======== ФРАГМЕНТ СТРАНИЦЫ

Исключительное внимание, отводимое бою за добычу (в том числе
и за красну девицу) с могучим противником, превращение его в апофеоз
повествования — это редактирование средствами культуры генетически
унаследованного алгоритма. Вспомните, как в детстве у вас наступал «катарсис» —
радостное расслабление в момент, когда в сказке говорилось о победе героя над
чудовищем. После того как возникала уверенность, что возвращение героя с
добычей домой — это ничем не омрачаемый хеппи-энд, оказывалось, что сказке еще
далеко не конец и добру молодцу предстоит преодолеть не одно опасное препятствие.
Данный подход противоречит выводу Проппа.
Вначале была сказка. Миф — «вторичен». Героический «основной миф» — это
волшебная сказка, от которой отсекли лишнее.
Лишнее с чьей точки зрения? На этот вопрос легко ответить,
обратив внимание на разные установки двух феноменов. Задача мифа заключается в
воспитании решимости вступить в бой за добычу. Сказки — умения вернуться с
добычей домой. Сказка отражает интересы индивида. Миф — вида, в
действительности интересы тех, кто индивидами правит. По этой причине «заветные»
сказки тайком передаются самим народом. Героический миф ему навязывается
народными вождями в качестве божественной воли.
«Основной миф» — уловка, при помощи которой господствующий
слой овладевает массами. В процессе сокращенного перевода биологической
программы на язык культуры производится скрытая подмена исходного смысла
выживания индивида. В героическом мифе сохраняется только первая часть
волшебной сказки — добывание. Цель жертвоприношения достигается средствами
самопожертвования. Готовность жертвовать жизнью за
«отечество» («отчизну»), т.е. в буквальном значении этого древнерусского
юридического термина, за «отчину» («вотчину») — наследственные владения
«батюшки-царя» и его «бояр», выдается за выражение глубинных чаяний народных
масс.
Интересы верхов представляются как общие интересы.
Мифологический царь настолько сливается с отечеством, что хранить ему верность
предписывается несмотря-ни-на-что: глупость, жестокость, воровство, пьянство. В
сознание внедряется софизм: «Служа отчужденному государству, служишь
собственной стране».

================

#### ЗАДАНИЕ
Что, согласно фрагменту о мифе и сказке, не должно мешать хранить верность мифологическому царю? Перечислите всё названное.

======== ДАННЫЕ

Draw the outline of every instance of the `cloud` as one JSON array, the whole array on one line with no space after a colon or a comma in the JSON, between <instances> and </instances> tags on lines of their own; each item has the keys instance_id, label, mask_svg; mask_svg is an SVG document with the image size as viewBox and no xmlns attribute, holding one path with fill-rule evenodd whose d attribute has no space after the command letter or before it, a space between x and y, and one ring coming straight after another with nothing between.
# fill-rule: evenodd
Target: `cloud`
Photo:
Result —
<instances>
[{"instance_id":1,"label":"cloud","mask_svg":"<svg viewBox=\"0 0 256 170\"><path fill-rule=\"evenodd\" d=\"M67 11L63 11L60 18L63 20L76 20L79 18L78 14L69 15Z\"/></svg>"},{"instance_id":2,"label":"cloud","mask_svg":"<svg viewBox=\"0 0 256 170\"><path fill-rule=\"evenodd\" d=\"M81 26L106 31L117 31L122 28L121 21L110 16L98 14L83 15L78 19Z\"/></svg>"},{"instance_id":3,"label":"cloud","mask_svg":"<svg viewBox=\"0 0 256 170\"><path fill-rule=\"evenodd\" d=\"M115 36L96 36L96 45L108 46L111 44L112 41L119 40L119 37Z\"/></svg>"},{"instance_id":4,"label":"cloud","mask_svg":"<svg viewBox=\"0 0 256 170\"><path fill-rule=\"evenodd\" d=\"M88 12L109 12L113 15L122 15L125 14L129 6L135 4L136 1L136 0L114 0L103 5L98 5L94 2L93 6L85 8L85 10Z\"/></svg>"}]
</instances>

================

#### ОТВЕТ
Глупость, жестокость, воровство, пьянство.